PASSAGE:
▼

A. The Carmack Amendment to the ICCTA, 49 U.S.C. § 14706

 

Defendant asserts that plaintiff’s claims are governed exclusively by the Carmack Amendment to the ICCTA, 49 U.S.C. § 14706, which provides the exclusive remedy for shippers or owners of goods lost or damaged in interstate commerce against motor carriers or freight forwarders. Because plaintiff has not pleaded a claim under the Carmack Amendment, defendant moves to dismiss all plaintiff’s claims for damages because they are preempted by the Carmack Amendment. Plaintiff disagrees, and states that under the Carmack Amendment’s motor carrier transportation exemptions section, 49 U.S.C. § 13506(a)(8)(B), the Carmack Amendment explicitly excludes motor transportation that “has been or will be transported by an air carrier or … by a foreign air carrier.” Because it is undisputed that this shipment was to include transport by a foreign air carrier to Japan, plaintiff argues this shipment is not covered by the Carmack Amendment and the Court should properly apply federal common law.

▲

DATA SUPPLIED:
▼

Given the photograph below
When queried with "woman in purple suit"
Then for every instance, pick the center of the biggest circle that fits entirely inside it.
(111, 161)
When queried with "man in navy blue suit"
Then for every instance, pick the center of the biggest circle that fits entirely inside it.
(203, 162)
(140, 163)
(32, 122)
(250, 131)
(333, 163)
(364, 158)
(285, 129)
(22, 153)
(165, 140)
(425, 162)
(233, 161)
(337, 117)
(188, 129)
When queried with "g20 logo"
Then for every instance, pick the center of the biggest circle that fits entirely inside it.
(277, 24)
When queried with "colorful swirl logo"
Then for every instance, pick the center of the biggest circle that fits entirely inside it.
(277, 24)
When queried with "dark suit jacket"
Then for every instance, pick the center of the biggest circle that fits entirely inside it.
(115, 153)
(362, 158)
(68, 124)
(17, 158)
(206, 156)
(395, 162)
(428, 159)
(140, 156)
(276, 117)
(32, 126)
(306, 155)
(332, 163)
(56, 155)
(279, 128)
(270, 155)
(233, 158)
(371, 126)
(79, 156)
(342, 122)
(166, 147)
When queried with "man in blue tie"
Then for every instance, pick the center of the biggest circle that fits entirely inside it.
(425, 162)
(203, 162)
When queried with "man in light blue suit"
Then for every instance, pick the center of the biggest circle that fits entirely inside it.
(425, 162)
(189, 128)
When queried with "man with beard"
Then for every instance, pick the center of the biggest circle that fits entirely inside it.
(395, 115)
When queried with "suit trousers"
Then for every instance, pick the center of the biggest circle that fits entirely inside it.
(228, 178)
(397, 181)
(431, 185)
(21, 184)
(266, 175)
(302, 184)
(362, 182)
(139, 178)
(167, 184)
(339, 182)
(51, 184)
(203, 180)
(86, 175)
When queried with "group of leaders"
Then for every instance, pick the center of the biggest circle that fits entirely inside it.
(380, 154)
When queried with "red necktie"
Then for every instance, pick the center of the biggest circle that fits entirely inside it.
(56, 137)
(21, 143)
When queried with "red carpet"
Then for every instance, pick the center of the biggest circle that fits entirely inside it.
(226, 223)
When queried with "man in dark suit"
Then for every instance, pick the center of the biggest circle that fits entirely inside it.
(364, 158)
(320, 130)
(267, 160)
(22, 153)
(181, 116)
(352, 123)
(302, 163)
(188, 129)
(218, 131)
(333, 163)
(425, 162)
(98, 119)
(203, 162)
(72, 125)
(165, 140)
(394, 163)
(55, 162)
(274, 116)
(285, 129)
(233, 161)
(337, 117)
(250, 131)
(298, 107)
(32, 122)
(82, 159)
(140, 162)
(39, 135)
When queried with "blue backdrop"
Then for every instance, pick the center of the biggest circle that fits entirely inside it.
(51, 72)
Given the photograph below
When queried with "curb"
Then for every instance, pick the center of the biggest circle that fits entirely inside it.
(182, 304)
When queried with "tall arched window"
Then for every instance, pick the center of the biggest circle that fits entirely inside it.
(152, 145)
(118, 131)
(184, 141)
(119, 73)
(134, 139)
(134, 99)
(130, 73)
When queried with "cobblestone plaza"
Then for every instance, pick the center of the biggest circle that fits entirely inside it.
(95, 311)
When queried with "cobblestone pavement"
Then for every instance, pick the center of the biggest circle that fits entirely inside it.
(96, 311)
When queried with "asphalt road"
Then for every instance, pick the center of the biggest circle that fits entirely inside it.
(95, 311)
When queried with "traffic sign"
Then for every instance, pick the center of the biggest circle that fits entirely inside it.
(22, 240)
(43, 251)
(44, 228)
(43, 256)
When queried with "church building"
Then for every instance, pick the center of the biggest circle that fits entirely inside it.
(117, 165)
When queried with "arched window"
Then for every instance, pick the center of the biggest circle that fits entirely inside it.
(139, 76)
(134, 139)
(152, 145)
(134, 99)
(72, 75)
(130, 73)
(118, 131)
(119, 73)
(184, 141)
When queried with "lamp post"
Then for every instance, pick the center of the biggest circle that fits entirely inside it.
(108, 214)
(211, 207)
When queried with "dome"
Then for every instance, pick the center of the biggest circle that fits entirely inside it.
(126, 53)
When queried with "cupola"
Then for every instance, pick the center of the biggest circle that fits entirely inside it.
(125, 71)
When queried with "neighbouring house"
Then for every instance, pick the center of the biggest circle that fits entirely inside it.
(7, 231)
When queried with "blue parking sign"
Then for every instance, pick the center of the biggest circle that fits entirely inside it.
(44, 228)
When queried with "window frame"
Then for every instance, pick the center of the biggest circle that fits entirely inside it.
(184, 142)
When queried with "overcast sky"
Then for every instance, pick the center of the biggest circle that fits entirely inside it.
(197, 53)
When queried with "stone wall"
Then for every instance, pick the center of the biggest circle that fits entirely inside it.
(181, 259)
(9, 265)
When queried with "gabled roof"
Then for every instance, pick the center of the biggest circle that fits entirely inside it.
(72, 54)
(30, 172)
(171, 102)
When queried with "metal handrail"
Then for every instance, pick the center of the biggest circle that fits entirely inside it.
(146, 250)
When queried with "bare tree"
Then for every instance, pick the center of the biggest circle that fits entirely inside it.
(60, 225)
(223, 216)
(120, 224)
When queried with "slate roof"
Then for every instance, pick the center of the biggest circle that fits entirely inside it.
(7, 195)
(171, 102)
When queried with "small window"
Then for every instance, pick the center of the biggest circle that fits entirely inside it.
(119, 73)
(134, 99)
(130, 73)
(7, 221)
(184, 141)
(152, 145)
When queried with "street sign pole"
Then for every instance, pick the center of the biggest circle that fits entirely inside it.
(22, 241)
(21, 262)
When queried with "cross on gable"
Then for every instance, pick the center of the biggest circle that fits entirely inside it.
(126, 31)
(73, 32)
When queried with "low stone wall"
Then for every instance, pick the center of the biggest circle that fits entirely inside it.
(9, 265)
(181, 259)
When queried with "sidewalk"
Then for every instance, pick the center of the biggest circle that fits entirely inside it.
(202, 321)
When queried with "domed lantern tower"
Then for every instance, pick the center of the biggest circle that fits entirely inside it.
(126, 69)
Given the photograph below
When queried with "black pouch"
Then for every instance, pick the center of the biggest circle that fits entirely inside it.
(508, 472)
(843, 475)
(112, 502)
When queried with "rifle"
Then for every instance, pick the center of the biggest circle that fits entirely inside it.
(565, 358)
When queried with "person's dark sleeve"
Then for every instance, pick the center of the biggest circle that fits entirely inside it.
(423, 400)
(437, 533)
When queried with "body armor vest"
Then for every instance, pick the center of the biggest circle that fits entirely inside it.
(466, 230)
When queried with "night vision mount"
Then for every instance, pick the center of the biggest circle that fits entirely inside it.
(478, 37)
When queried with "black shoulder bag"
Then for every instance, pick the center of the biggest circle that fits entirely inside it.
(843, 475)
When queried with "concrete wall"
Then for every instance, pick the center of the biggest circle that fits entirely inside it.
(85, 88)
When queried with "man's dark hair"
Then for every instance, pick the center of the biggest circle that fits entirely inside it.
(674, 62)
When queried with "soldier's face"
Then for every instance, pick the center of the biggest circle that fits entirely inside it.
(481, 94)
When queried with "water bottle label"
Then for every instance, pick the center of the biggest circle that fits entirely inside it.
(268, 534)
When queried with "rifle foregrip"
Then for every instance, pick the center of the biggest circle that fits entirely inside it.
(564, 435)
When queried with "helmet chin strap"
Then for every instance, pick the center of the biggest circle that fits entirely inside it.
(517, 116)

▲
▼

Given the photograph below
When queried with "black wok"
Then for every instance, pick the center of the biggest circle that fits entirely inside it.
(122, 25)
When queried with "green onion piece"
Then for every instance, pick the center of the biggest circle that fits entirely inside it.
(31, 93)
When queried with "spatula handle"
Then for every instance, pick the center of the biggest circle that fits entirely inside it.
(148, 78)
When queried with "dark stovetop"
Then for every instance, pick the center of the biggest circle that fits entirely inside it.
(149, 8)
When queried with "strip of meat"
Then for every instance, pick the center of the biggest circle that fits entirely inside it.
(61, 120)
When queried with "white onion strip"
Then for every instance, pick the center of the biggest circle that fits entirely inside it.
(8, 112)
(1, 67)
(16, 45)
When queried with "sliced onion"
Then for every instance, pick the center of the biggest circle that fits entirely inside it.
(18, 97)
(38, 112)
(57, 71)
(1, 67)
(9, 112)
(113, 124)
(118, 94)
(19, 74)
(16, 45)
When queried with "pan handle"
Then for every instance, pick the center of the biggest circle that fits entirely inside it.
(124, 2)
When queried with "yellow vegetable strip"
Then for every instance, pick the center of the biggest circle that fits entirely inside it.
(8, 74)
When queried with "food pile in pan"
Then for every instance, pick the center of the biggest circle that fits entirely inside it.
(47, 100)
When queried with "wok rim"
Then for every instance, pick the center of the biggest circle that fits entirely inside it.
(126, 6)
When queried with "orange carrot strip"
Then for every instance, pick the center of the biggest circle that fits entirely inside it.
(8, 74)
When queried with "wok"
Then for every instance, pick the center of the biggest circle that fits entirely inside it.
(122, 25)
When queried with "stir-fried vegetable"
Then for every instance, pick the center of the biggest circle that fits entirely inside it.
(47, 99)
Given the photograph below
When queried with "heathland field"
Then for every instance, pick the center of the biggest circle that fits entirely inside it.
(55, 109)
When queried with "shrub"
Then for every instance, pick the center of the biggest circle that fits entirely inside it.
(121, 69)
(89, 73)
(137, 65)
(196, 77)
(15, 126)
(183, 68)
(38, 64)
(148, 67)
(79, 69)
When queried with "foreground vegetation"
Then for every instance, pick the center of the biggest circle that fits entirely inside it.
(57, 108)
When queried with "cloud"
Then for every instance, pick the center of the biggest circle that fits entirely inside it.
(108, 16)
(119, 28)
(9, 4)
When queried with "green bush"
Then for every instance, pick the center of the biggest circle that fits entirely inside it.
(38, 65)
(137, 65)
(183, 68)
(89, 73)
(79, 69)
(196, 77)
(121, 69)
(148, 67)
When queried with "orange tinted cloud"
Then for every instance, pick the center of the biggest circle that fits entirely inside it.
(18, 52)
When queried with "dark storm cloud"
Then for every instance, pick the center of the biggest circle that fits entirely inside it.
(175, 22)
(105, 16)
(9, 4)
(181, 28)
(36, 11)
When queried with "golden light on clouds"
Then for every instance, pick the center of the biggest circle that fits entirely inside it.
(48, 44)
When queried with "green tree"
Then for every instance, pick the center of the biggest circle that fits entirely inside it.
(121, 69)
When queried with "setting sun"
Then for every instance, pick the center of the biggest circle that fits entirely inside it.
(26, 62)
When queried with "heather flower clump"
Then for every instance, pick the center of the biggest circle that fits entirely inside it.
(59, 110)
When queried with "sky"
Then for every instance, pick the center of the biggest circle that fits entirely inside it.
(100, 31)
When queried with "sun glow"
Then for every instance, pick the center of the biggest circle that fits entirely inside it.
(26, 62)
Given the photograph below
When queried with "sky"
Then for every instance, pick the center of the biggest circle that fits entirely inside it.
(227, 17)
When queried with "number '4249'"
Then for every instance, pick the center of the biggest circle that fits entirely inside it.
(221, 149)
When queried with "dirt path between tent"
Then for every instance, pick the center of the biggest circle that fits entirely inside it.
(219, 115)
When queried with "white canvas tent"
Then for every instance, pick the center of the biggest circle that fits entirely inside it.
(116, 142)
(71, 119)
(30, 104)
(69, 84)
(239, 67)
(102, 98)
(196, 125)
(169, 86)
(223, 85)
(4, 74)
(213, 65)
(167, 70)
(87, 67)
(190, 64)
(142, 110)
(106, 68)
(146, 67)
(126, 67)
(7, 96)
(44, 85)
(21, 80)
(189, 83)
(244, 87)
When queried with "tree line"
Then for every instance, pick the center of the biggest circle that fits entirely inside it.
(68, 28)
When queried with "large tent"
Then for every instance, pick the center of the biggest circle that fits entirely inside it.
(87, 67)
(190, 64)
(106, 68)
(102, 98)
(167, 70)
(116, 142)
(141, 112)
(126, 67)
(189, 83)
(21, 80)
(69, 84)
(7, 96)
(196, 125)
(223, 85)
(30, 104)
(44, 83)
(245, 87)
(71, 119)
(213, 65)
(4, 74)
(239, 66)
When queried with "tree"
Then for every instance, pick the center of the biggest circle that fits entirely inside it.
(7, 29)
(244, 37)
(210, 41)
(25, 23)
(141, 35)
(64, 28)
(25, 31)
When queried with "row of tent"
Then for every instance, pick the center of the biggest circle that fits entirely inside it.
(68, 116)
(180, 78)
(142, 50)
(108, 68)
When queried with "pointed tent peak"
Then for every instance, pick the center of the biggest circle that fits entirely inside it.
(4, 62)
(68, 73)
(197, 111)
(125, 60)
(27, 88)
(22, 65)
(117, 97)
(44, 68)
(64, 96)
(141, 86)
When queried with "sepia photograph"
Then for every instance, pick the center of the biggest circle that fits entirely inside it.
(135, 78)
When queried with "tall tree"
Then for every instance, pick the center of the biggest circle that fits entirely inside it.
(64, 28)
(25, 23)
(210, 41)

▲
▼

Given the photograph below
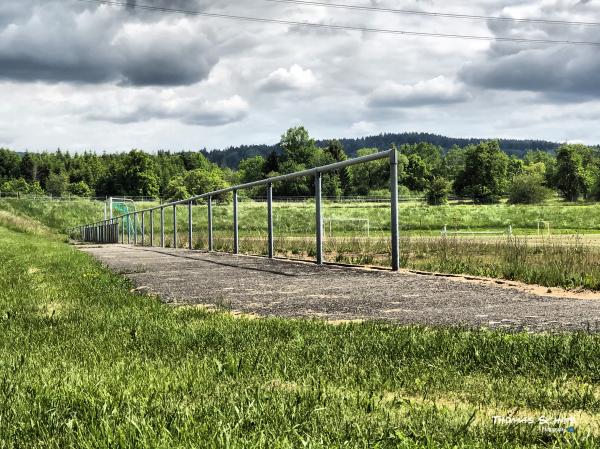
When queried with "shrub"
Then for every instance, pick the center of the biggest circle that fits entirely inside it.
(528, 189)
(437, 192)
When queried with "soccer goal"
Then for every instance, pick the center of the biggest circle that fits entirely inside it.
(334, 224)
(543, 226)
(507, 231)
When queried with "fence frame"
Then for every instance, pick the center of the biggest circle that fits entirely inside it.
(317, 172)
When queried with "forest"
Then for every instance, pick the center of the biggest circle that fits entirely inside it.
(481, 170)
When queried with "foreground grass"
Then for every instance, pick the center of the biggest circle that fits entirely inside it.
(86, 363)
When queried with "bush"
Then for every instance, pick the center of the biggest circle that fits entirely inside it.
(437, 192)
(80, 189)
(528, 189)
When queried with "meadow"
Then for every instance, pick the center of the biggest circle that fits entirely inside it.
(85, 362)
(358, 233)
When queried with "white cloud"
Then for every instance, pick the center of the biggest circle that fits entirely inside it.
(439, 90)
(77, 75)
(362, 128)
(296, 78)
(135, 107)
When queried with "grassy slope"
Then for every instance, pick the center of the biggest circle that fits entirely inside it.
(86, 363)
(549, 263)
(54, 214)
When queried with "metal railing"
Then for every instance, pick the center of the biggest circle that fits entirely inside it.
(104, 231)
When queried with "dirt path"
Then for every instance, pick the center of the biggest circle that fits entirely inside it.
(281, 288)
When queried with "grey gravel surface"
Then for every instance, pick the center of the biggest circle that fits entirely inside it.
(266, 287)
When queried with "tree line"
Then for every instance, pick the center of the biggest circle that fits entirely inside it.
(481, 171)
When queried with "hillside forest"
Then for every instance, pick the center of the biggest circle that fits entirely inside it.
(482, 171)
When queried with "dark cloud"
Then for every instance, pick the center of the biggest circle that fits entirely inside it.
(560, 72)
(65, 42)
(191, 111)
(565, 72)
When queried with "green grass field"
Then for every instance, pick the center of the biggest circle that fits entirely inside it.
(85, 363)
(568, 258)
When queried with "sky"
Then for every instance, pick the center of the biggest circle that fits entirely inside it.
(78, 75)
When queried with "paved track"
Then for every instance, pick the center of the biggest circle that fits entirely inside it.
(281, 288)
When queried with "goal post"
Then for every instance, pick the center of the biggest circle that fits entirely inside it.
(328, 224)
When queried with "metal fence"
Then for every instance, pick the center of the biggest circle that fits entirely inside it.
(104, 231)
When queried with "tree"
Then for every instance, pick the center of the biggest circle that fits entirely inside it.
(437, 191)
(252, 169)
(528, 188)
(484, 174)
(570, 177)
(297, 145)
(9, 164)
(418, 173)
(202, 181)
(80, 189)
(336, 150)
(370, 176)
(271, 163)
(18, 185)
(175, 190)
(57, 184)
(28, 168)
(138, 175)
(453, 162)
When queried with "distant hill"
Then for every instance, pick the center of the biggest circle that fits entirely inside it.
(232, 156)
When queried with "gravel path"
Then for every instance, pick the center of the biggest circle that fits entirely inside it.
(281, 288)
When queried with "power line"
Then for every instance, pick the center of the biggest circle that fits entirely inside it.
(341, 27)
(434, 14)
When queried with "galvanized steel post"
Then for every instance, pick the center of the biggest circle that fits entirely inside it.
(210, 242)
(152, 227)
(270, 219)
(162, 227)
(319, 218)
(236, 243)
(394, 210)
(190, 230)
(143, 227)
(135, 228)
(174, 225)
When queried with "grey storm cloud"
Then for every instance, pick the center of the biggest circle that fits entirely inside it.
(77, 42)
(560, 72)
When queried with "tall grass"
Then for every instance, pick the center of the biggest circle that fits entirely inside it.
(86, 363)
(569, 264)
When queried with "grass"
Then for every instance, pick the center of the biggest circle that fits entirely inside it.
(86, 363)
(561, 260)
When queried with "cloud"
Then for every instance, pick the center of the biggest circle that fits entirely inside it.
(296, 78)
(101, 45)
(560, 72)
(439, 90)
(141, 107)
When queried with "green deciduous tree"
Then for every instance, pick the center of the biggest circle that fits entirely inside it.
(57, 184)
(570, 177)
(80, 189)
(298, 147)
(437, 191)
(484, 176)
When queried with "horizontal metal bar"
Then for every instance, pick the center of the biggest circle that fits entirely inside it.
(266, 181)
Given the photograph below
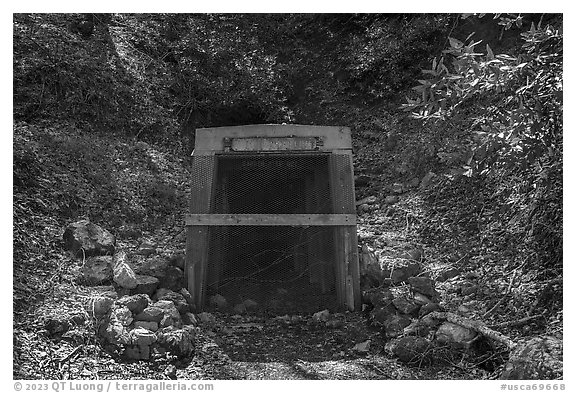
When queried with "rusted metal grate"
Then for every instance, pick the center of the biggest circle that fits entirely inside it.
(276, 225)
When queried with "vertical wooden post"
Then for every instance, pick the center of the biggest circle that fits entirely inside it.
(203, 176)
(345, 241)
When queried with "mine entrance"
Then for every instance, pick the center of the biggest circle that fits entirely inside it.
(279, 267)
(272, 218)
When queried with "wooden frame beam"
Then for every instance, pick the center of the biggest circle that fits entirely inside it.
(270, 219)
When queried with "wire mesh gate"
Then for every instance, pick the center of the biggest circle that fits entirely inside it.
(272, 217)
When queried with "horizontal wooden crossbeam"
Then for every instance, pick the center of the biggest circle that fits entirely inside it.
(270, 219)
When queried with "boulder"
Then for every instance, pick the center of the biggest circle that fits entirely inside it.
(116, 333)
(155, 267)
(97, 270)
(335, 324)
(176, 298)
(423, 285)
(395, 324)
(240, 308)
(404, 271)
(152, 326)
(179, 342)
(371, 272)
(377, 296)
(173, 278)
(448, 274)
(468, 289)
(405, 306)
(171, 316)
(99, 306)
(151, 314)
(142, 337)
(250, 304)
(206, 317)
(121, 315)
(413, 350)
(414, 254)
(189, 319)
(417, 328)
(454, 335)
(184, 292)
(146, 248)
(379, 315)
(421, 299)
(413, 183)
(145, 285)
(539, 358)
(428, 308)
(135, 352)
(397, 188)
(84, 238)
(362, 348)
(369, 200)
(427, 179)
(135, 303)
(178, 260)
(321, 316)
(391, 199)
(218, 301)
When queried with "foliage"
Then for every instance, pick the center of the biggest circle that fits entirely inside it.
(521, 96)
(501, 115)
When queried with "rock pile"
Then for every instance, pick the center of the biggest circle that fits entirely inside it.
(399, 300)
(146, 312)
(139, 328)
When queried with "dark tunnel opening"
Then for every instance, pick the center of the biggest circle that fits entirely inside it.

▲

TASK INSTRUCTIONS:
(a) In the passage on the Carmack Amendment, which statutory section does the plaintiff cite for the motor carrier transportation exemption?
(b) Write the next part of the passage on the Carmack Amendment, picking up after its last sentence.
The lines play no part in what is asked here.

RESPONSES BY TASK:
(a) 49 U.S.C. § 13506(a)(8)(B)

(b)
The Carmack Amendment imposes liability on motor carriers and freight forwarders that cause loss or injury to property. 49 U.S.C. § 14706(a)(1). Under this section, defendant is subject to liability for any actual loss or injury to property it causes because it is a common motor carrier subject to jurisdiction of the Secretary of Transportation. Another statute, however, exempts from liability certain ground transportation of property also involving air transportation. See 49 U.S.C. § 13506(a)(8)(B). Section 13506(a)(8)(B) exempts from the Secretary of Transportation’s jurisdiction, “transportation of property (including baggage) by motor vehicle as part of a continuous movement which, prior or subsequent to such part of the continuous movement, has been or will be transported by an air carrier or … by a foreign air carrier .” 49 U.S.C. § 13506(a)(8)(B); see also Arkwright-Boston Mfrs. Mut. Ins. Co. v. Great Western Airlines, Inc., 767 F.2d 425, 428 (8th Cir.1984).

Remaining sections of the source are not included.